::: Source passage :::

- The Royal Arms of the United Kingdom, used by the Supreme Court
- Jurisdiction: British Columbia
- Location: Cariboo; Kootenay; Nanaimo; Prince Rupert; Vancouver; Victoria; New Westminster; and Yale
- Authorised by: Supreme Court Act, 1996
- Number of positions: 102
- Website: bccourts.ca/supreme_court/

Chief Justice
- Currently: Ron Skolrood
- Since: October 2024

= Supreme Court of British Columbia =

British Columbia's superior trial court

The Supreme Court of British Columbia is the superior trial court for the province of British Columbia, Canada. The Court hears civil and criminal law cases as well as appeals from the Provincial Court of British Columbia. There are 90 judicial positions on the Court in addition to supernumerary judges, making for a grand total of 108 judges. There are also 13 Supreme Court masters, who hear and dispose of a wide variety of applications in chambers.

The court was established in 1859 as the "Supreme Court of the Mainland of British Columbia" to distinguish it from the "Supreme Court of Vancouver Island". The two courts merged in 1870 under the present name.

==Jurisdiction==
The British Columbia Supreme Court is a court of record and has original jurisdiction in all cases, civil and criminal, arising in British Columbia. The Court has inherent jurisdiction under the Constitution of Canada, in addition to any jurisdiction granted to it by federal or provincial statute.

:::

Objective a: According to the court profile, why was the court given its original name when it was established in 1859? Answer in one to three sentences.
The listing that comes next has no connection to the court profile.

::: Extracted entries :::

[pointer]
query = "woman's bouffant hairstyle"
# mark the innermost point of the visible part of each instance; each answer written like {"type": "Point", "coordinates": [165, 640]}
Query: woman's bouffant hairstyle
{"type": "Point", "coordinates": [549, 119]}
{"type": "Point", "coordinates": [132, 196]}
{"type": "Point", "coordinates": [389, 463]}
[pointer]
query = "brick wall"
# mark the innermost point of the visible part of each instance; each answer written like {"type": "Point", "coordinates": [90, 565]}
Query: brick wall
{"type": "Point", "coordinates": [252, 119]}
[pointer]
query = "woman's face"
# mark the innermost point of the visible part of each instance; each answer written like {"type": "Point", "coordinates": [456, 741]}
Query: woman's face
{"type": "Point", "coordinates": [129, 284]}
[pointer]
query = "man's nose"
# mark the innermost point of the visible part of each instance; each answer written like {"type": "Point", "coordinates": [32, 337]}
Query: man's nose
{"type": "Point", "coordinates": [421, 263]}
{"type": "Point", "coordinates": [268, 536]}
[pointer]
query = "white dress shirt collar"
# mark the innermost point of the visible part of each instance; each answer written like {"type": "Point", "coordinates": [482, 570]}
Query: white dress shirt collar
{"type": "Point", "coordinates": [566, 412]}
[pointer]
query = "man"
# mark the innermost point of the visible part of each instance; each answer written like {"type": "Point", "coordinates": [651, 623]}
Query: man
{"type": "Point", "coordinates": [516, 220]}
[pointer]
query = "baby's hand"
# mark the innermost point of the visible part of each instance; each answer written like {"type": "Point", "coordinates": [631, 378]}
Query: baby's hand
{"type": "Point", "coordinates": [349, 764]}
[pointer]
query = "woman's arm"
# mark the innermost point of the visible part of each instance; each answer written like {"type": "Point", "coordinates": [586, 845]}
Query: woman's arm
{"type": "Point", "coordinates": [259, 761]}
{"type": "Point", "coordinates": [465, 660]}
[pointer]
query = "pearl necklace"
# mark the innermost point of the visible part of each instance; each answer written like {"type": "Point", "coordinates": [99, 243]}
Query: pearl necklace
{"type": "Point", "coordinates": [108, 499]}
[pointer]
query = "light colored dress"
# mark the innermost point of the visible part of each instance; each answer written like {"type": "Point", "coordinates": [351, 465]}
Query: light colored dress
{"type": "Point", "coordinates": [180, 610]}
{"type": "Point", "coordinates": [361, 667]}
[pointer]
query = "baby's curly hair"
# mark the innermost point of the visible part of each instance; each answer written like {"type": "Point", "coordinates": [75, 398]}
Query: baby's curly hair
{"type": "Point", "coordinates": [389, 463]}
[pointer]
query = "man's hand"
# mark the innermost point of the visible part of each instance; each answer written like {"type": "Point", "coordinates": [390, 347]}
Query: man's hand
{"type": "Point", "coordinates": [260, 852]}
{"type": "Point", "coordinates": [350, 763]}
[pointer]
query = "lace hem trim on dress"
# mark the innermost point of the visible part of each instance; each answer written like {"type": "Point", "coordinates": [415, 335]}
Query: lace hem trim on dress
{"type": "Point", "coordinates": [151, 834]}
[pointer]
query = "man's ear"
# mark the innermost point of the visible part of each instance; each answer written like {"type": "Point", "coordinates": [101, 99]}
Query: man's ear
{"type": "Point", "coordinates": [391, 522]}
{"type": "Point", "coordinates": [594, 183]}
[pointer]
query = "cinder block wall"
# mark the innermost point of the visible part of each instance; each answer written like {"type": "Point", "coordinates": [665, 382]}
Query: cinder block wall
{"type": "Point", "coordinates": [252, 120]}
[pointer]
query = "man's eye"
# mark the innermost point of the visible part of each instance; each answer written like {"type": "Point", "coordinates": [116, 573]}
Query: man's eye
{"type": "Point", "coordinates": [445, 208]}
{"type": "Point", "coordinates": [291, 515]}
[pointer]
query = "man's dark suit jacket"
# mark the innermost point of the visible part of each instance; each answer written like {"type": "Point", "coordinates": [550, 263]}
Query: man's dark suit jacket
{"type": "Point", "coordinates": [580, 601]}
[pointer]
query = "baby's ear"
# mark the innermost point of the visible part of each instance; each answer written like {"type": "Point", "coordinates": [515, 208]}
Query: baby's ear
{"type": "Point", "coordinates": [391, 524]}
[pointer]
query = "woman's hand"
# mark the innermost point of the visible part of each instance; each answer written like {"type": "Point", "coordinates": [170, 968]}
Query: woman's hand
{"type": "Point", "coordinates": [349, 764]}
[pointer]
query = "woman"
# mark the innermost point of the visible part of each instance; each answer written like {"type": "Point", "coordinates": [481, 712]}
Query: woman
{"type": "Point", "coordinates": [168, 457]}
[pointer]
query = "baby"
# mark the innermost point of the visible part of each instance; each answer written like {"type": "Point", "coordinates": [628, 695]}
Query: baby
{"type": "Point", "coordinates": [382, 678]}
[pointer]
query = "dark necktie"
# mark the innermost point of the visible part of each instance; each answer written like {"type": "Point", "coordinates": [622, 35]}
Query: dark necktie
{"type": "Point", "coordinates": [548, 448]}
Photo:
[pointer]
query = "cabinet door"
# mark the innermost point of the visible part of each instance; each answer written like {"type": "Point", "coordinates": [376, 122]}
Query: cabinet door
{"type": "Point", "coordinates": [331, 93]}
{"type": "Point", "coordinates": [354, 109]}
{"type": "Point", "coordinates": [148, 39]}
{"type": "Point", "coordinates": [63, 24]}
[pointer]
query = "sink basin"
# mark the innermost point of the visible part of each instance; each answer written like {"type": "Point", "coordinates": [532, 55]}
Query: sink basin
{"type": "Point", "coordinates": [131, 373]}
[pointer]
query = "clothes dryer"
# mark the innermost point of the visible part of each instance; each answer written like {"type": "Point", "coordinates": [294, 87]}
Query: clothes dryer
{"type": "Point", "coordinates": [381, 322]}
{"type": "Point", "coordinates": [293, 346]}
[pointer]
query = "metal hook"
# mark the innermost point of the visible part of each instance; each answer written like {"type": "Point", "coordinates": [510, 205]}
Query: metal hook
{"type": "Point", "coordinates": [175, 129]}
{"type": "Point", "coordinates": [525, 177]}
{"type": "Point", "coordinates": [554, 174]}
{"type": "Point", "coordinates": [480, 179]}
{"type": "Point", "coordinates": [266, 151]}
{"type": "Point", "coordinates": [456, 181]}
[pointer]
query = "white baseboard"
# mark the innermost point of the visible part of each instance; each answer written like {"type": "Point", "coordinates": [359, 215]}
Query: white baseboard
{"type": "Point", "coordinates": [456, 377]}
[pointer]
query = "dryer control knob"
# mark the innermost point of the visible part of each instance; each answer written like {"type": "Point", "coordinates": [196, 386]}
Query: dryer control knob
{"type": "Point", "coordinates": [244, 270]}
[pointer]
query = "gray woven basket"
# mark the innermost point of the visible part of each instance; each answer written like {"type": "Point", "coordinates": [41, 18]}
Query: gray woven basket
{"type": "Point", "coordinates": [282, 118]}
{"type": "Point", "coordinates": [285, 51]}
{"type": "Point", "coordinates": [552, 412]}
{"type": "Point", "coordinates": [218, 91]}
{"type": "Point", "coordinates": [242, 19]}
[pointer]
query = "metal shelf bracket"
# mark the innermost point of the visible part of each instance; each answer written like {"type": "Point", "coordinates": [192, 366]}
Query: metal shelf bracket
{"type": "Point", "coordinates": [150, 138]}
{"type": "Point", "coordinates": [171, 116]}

:::

Objective b: List every line of the listing that contains the string "door", treating case as significant.

Task result a: The court was named the "Supreme Court of the Mainland of British Columbia" in 1859 to distinguish it from the "Supreme Court of Vancouver Island."

Task result b:
query = "cabinet door"
Query: cabinet door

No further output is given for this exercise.